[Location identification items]
——
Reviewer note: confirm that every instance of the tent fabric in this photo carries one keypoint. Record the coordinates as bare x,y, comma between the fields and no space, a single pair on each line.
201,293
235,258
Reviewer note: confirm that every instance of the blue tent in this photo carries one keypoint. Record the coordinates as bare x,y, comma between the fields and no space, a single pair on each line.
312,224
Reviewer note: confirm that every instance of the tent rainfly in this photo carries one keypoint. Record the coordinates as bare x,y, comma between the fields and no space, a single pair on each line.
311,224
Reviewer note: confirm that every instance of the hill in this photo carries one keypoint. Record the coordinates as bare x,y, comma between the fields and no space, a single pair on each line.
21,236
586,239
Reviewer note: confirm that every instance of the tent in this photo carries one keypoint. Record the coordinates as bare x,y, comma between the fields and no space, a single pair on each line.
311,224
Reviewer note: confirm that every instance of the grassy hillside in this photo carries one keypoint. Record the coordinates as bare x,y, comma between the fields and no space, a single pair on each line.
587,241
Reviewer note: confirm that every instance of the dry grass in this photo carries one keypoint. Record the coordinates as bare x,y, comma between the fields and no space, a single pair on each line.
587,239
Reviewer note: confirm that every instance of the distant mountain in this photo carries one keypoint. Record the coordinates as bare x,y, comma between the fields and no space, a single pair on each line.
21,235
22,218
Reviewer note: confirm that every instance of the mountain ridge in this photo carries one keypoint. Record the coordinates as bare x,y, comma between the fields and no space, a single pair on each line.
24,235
——
=== Challenge ===
Repeat the rows above verbatim, starting at the line that contains "Reviewer note: confirm that every instance of the mountain" and ending with the last row.

=== Response to this exercise ===
Reviewer note: confirm that every instance of the mountain ridge in this photo carries one keypoint. Record the coordinates as bare x,y, comma between the fields and no space, a single pair on each line.
24,235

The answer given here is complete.